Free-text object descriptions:
···

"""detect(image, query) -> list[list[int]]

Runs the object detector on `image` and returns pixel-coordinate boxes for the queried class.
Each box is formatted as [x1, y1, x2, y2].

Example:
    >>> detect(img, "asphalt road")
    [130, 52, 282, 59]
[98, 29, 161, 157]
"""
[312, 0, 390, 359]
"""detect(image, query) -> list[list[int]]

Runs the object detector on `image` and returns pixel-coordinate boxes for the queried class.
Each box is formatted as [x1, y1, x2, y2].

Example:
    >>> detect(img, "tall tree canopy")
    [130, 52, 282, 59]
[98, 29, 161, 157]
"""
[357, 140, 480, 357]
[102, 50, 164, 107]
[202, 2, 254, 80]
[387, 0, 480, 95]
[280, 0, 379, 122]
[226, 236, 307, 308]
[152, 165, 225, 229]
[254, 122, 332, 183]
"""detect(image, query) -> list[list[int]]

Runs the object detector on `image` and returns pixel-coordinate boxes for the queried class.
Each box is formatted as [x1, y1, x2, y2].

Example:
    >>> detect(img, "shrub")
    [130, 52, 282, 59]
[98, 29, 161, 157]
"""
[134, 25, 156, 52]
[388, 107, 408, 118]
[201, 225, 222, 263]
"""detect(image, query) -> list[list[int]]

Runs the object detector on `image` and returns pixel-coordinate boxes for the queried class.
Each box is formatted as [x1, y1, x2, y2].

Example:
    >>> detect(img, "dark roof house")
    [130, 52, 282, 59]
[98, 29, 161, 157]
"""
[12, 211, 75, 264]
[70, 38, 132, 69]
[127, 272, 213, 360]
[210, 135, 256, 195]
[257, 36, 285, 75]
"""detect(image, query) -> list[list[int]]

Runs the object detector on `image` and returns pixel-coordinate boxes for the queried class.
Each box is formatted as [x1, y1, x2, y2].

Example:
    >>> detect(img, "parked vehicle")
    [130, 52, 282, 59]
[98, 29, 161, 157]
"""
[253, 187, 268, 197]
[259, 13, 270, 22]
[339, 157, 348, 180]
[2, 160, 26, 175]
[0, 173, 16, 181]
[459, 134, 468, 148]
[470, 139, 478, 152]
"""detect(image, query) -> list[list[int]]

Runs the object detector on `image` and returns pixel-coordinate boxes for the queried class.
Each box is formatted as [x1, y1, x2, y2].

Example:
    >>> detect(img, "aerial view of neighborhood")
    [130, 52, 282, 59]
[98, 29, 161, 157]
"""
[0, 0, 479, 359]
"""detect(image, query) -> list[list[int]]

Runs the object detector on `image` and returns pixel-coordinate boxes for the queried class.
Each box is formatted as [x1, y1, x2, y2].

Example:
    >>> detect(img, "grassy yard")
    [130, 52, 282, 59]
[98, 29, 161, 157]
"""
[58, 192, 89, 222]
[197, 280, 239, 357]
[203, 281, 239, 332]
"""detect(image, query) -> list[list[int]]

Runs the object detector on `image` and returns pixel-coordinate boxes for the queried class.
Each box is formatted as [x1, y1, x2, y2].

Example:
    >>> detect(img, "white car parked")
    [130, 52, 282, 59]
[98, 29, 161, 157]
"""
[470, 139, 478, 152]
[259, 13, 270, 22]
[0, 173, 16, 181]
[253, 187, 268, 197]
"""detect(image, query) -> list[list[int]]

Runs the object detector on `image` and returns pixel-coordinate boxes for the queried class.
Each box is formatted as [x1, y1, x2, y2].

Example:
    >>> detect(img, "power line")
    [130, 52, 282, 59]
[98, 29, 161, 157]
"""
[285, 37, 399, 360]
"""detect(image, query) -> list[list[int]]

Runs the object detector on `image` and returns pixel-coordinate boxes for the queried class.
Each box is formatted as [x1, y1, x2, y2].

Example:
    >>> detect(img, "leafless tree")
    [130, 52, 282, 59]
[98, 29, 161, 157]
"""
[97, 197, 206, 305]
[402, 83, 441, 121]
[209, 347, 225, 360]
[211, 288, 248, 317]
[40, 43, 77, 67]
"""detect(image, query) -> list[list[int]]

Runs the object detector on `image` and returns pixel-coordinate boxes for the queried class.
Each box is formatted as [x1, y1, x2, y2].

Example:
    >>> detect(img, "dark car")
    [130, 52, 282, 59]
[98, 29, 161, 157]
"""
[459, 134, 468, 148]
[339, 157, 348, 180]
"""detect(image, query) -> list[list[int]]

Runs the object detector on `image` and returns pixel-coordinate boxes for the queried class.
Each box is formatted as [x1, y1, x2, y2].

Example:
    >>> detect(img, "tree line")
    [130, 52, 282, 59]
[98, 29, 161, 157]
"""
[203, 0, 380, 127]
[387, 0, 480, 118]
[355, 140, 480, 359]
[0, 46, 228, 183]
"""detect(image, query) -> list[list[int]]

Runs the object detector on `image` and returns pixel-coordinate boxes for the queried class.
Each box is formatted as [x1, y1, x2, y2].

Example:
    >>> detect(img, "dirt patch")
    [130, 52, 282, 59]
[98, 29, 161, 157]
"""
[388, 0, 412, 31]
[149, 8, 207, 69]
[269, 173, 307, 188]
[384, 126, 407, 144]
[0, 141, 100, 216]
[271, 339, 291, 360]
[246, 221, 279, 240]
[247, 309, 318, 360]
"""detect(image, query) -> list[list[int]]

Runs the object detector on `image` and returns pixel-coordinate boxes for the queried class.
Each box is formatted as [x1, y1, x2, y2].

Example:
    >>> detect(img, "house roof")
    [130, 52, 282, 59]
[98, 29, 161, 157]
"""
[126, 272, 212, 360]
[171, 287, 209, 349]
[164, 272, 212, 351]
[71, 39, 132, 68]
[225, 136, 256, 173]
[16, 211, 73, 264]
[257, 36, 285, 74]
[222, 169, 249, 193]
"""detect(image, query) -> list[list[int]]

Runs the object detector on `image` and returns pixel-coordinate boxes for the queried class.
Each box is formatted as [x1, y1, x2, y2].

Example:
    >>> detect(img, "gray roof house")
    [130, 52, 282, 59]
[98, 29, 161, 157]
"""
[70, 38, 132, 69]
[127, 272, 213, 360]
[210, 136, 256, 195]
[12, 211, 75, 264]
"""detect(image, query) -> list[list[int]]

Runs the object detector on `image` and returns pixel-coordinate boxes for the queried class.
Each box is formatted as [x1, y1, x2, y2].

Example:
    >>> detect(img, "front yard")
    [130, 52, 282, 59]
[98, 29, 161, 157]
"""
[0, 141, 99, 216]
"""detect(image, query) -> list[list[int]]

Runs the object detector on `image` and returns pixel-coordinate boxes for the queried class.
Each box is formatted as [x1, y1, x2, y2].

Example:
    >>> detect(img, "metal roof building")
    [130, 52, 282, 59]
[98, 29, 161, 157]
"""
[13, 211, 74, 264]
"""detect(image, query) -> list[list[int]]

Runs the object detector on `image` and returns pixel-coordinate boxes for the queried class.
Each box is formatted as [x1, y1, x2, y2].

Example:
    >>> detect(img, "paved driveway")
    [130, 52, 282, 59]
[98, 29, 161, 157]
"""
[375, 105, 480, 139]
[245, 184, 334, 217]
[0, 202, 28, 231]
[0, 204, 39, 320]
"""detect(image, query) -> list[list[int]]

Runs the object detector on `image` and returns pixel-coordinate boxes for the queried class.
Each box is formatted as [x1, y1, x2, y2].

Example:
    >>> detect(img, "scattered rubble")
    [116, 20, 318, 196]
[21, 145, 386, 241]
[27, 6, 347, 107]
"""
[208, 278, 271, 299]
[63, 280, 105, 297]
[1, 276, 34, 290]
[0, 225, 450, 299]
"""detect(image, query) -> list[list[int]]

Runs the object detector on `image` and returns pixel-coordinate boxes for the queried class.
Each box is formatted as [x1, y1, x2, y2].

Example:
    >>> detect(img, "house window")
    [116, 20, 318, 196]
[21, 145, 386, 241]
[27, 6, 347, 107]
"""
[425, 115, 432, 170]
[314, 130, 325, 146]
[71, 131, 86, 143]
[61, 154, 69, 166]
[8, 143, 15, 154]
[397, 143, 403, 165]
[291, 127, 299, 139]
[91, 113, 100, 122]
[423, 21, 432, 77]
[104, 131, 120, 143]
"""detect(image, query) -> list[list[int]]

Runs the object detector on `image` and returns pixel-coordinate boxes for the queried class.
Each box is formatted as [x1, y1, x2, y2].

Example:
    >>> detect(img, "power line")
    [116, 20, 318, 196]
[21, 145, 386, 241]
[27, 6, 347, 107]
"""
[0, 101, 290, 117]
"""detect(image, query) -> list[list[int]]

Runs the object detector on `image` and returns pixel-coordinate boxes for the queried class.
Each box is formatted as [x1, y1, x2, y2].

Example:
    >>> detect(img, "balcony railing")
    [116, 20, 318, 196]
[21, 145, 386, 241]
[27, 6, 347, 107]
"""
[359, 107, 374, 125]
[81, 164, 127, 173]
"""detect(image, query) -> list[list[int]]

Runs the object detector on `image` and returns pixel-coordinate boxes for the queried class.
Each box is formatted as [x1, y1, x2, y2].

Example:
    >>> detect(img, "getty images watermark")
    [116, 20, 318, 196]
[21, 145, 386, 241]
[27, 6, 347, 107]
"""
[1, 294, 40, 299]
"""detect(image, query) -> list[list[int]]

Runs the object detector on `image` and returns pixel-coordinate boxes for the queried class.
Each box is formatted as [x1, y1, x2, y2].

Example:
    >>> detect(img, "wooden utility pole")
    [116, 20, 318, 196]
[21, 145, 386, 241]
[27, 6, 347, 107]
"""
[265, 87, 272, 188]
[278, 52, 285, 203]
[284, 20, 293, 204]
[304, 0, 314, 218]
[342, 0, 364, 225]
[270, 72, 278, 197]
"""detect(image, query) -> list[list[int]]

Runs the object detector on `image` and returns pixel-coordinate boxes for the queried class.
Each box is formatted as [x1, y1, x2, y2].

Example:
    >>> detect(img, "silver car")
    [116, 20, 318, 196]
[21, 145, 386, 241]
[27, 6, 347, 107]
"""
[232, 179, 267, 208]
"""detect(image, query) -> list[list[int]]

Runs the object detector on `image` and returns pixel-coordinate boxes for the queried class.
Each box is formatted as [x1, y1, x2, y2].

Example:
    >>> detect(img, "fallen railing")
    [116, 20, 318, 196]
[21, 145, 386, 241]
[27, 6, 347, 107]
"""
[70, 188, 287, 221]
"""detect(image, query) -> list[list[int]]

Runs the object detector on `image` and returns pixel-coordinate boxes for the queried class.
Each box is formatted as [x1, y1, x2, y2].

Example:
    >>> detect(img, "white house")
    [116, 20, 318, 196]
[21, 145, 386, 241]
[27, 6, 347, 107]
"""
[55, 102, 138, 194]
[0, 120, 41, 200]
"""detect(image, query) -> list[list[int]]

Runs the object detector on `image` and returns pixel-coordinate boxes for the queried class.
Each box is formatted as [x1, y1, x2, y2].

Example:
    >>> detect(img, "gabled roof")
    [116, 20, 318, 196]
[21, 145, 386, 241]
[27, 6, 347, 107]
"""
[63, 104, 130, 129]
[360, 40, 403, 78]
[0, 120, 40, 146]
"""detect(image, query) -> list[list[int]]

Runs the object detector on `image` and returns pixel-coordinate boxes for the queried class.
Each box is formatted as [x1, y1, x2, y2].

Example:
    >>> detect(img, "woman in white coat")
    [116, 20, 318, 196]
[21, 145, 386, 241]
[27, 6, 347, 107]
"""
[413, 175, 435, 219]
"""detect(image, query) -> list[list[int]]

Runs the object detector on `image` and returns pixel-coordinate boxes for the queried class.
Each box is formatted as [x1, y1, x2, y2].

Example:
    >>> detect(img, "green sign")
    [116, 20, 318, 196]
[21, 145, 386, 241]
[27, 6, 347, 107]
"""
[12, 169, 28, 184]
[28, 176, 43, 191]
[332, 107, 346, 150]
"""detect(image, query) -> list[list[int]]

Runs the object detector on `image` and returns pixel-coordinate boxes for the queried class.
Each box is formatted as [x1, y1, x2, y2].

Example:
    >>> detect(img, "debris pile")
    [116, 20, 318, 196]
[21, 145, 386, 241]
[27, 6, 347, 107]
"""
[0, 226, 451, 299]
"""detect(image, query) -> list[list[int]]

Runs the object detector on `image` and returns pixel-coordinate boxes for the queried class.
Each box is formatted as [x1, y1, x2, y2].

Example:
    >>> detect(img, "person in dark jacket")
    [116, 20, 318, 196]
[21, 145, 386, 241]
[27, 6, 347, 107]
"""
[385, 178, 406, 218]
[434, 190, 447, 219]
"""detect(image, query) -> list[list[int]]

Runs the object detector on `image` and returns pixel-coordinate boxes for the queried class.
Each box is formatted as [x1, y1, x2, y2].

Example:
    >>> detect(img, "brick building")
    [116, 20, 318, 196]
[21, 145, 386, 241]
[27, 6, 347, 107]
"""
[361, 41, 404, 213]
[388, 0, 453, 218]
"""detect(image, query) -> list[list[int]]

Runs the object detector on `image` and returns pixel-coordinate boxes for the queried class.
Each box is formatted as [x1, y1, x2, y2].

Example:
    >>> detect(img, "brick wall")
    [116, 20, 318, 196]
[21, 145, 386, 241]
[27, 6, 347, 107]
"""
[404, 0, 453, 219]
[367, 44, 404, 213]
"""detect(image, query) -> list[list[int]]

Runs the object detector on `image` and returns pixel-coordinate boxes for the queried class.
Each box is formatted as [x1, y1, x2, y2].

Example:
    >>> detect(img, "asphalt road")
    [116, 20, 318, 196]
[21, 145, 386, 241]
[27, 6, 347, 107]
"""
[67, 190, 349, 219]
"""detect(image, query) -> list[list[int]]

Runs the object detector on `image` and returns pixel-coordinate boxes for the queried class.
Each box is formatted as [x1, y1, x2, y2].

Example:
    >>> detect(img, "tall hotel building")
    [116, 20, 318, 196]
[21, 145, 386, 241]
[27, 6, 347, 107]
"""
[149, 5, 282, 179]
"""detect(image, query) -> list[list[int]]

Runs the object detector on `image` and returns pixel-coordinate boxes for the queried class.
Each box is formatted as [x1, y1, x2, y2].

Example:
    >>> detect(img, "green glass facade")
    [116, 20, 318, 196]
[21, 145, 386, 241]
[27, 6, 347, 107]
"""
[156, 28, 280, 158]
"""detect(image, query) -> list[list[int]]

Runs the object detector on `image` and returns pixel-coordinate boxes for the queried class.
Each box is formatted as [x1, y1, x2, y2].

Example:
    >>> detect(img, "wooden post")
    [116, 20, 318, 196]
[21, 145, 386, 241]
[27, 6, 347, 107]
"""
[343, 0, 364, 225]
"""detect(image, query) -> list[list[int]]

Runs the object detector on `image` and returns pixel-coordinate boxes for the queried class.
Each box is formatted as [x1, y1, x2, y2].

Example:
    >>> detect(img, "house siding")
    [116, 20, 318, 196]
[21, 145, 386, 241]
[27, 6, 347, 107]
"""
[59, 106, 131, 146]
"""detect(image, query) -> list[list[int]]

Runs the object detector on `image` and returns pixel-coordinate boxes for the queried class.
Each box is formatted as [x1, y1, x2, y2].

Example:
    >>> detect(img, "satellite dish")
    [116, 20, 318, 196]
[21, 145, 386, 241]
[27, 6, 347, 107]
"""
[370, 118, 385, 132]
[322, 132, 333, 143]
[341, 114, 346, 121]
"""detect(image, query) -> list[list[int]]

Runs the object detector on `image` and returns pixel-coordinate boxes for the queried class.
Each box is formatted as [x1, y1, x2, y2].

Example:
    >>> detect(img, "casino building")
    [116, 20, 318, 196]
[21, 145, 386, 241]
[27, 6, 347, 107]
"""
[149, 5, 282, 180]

···

Work request →
Using the data above, copy each line that contains "tall".

Solved problem →
    >>> detect(img, "tall tree canopy")
    >>> detect(img, "tall hotel building")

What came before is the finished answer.